◆ Task statement: Below are records. Copy the lines starting with the line with "the black glove" and going on through the line with "pixel 321 250", substituting "leather glove" for "black glove" and changing nothing else.

□ □ □ □ □

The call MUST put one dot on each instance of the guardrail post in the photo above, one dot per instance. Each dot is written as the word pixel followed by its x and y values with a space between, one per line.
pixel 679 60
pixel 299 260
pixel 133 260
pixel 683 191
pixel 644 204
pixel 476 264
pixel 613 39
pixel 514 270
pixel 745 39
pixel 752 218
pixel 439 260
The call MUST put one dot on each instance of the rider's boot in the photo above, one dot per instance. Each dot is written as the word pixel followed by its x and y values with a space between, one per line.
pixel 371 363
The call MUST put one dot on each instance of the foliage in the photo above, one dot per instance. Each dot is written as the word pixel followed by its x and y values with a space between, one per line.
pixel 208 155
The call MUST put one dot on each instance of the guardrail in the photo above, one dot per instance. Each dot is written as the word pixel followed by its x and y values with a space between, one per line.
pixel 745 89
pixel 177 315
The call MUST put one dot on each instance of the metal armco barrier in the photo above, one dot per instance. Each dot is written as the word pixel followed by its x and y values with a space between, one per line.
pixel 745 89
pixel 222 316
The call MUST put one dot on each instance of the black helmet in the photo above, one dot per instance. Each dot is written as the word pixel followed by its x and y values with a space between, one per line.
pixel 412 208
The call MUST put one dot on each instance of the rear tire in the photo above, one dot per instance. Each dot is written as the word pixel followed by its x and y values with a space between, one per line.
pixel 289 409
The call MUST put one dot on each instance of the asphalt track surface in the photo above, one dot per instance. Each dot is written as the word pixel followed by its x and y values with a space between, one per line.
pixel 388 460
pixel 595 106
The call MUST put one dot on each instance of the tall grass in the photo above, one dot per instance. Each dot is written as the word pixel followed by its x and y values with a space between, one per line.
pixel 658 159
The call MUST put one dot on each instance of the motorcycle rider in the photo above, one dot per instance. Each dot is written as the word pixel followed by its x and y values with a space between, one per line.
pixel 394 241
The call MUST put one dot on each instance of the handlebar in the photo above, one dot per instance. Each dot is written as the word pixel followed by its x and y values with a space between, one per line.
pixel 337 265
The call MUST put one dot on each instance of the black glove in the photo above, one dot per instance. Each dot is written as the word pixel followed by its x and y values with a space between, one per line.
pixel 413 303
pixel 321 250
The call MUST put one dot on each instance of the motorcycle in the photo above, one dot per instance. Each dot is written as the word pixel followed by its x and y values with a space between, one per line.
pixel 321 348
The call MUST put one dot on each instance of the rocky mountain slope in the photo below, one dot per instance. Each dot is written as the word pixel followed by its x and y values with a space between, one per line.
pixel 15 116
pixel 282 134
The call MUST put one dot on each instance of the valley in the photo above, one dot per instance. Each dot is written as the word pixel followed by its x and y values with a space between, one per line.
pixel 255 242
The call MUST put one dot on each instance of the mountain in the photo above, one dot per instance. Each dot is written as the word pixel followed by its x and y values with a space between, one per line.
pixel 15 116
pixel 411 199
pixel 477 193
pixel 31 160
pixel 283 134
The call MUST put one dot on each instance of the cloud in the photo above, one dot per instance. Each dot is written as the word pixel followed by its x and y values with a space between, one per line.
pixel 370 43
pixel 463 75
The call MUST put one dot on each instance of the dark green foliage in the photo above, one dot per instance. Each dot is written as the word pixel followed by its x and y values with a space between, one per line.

□ □ □ □ □

◆ Solution below:
The call MUST put one dot on each instance of the leather glove in the photo above, one dot per instance. Each dot is written as the word pixel followed by its x and y values with a space between, one per line.
pixel 413 303
pixel 321 250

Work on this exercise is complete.